- [Aim of the task] Reproduce every record below exactly as written, leaving out any pictures.

- [Records shown]
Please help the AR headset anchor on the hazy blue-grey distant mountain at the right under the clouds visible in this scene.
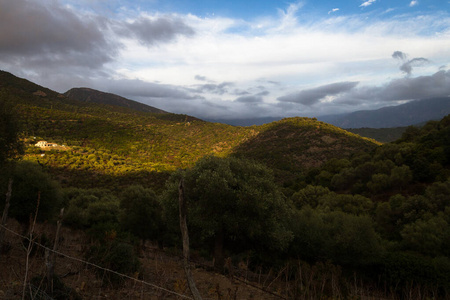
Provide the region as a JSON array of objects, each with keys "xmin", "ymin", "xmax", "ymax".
[{"xmin": 318, "ymin": 97, "xmax": 450, "ymax": 128}]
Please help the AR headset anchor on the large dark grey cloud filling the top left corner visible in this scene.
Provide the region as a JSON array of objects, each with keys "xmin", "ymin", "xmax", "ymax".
[{"xmin": 0, "ymin": 0, "xmax": 117, "ymax": 68}]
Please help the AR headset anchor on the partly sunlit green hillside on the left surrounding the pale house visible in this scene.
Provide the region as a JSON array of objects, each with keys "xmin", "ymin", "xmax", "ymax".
[{"xmin": 0, "ymin": 72, "xmax": 253, "ymax": 187}]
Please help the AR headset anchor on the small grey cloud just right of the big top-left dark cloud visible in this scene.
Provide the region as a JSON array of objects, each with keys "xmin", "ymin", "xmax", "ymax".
[{"xmin": 116, "ymin": 16, "xmax": 195, "ymax": 45}]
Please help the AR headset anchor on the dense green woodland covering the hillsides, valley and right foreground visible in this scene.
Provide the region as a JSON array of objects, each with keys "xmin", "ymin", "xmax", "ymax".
[{"xmin": 0, "ymin": 73, "xmax": 450, "ymax": 299}]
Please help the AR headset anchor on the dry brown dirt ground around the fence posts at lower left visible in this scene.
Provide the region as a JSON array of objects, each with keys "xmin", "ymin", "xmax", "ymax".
[{"xmin": 0, "ymin": 220, "xmax": 283, "ymax": 300}]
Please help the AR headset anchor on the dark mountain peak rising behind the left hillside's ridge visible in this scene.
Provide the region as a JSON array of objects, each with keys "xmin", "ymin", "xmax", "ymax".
[{"xmin": 64, "ymin": 88, "xmax": 167, "ymax": 113}]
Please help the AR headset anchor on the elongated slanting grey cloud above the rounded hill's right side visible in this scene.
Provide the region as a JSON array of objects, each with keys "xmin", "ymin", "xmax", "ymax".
[{"xmin": 277, "ymin": 81, "xmax": 358, "ymax": 106}]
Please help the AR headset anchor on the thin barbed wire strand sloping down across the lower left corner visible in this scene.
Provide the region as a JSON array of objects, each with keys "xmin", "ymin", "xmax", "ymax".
[{"xmin": 0, "ymin": 224, "xmax": 193, "ymax": 299}]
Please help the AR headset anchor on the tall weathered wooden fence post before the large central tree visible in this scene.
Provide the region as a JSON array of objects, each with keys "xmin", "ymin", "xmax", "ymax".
[{"xmin": 178, "ymin": 178, "xmax": 202, "ymax": 300}]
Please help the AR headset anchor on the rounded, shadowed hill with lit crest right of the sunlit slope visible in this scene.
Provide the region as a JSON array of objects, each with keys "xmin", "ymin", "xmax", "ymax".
[{"xmin": 234, "ymin": 118, "xmax": 376, "ymax": 172}]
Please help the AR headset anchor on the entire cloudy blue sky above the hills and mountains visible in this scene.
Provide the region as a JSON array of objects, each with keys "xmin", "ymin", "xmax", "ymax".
[{"xmin": 0, "ymin": 0, "xmax": 450, "ymax": 119}]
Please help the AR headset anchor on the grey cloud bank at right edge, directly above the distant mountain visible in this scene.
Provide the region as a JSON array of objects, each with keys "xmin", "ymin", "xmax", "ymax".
[{"xmin": 333, "ymin": 70, "xmax": 450, "ymax": 105}]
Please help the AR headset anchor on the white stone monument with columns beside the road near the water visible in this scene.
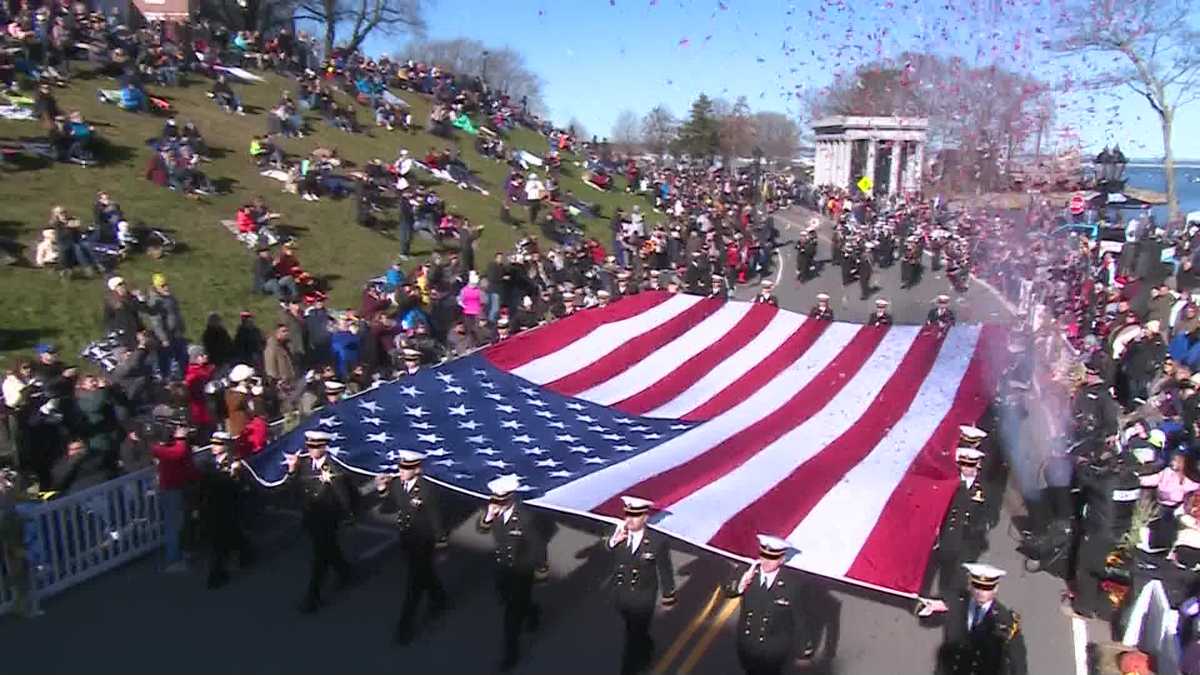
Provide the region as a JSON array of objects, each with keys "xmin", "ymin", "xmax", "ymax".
[{"xmin": 812, "ymin": 115, "xmax": 929, "ymax": 195}]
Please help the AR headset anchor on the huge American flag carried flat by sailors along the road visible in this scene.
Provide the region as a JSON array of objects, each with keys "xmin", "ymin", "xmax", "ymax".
[{"xmin": 252, "ymin": 292, "xmax": 1003, "ymax": 595}]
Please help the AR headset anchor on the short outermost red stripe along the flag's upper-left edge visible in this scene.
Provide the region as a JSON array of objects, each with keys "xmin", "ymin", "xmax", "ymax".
[{"xmin": 484, "ymin": 291, "xmax": 672, "ymax": 371}]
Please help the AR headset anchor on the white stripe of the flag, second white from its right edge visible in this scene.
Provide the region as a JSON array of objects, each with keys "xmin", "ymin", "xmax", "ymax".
[{"xmin": 650, "ymin": 325, "xmax": 920, "ymax": 542}]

- [Answer for this exercise]
Please help the AR headset anchor on the hazy blue-grey distant mountain at the right under the clouds visible in this scene.
Provide the region as a JSON array of objects, each with keys "xmin", "ymin", "xmax", "ymax".
[{"xmin": 318, "ymin": 97, "xmax": 450, "ymax": 128}]
Please help the AR headset anchor on the large dark grey cloud filling the top left corner visible in this scene.
Provide the region as a JSON array of objects, each with keys "xmin", "ymin", "xmax", "ymax".
[{"xmin": 0, "ymin": 0, "xmax": 117, "ymax": 68}]
Please help the AR headset anchor on the partly sunlit green hillside on the left surrounding the pale house visible in this scene.
Provide the region as a JSON array of objects, each with keys "xmin", "ymin", "xmax", "ymax".
[{"xmin": 0, "ymin": 72, "xmax": 253, "ymax": 187}]
Please help the AR headset anchor on the small grey cloud just right of the big top-left dark cloud visible in this scene.
Provide the region as a JSON array of objects, each with keys "xmin", "ymin", "xmax", "ymax".
[{"xmin": 116, "ymin": 16, "xmax": 195, "ymax": 45}]
Please help the AR headset anchor on the dense green woodland covering the hillsides, valley and right foreground visible in this scene.
Provide the region as a JSON array of objects, each with keys "xmin", "ymin", "xmax", "ymax".
[{"xmin": 0, "ymin": 73, "xmax": 450, "ymax": 299}]
Please help the AR headset anchor on the dry brown dirt ground around the fence posts at lower left visible in this scene.
Provide the region as a JSON array of objects, each with keys "xmin", "ymin", "xmax", "ymax".
[{"xmin": 0, "ymin": 220, "xmax": 283, "ymax": 300}]
Please help the AR headset anchor on the dark mountain peak rising behind the left hillside's ridge visible in this scene.
Provide the region as a JSON array of objects, each with keys "xmin", "ymin", "xmax", "ymax".
[{"xmin": 64, "ymin": 88, "xmax": 167, "ymax": 113}]
Please help the AR headset anchor on the elongated slanting grey cloud above the rounded hill's right side visible in this scene.
Provide the region as a JSON array of objects, each with keys "xmin", "ymin", "xmax", "ymax".
[{"xmin": 277, "ymin": 81, "xmax": 358, "ymax": 106}]
Please help the AR headset anchor on the thin barbed wire strand sloping down across the lower left corner visible in this scene.
Provide the region as a JSON array of objects, each with keys "xmin", "ymin", "xmax", "ymax".
[{"xmin": 0, "ymin": 224, "xmax": 193, "ymax": 299}]
Please help the AR headset anchor on the tall weathered wooden fence post before the large central tree visible in this scene.
Provide the region as a JSON array of objects, each with keys "xmin", "ymin", "xmax", "ymax".
[{"xmin": 178, "ymin": 178, "xmax": 202, "ymax": 300}]
Please help the AR headset anchor on the rounded, shadowed hill with lit crest right of the sunlit slope visible in this scene.
Provide the region as a JSON array of objects, each with keys "xmin", "ymin", "xmax", "ymax".
[{"xmin": 234, "ymin": 118, "xmax": 376, "ymax": 172}]
Please help the AR headset anchor on the entire cloudy blue sky above the hills and mountains visible in this scene.
Provide the region as a JSON array of objects, each with keys "xmin", "ymin", "xmax", "ymax".
[{"xmin": 0, "ymin": 0, "xmax": 450, "ymax": 119}]
Please help the AR headset anchor on the grey cloud bank at right edge, directly above the distant mountain visible in this scene.
Provide the region as a JSON array of objects, each with keys "xmin", "ymin", "xmax", "ymax".
[{"xmin": 333, "ymin": 70, "xmax": 450, "ymax": 105}]
Please help the AR headset anchor on the white stone monument with columns beside the road near the water visible in this scene.
Provide the region as a JSON array of objects, each with keys "xmin", "ymin", "xmax", "ymax".
[{"xmin": 812, "ymin": 115, "xmax": 929, "ymax": 195}]
Please help the AR headset anchor on the huge American flag carried flat by sailors along the road visible in this scene.
Provide the region as a JSON array of objects, each with keys "xmin", "ymin", "xmax", "ymax".
[{"xmin": 252, "ymin": 292, "xmax": 1003, "ymax": 595}]
Please help the AR headset anchor on the short outermost red stripe along the flag's upper-left edge visible in this scene.
Provide the region as a JSON array of objects, each with keys "xmin", "ymin", "xmax", "ymax".
[{"xmin": 484, "ymin": 291, "xmax": 672, "ymax": 371}]
Please help the AR headset anchor on the white stripe of the flag, second white from its right edge visible in this scene.
Provide the region as a JSON array of objects, each with keys "xmin", "ymin", "xmax", "ymax".
[{"xmin": 650, "ymin": 325, "xmax": 920, "ymax": 542}]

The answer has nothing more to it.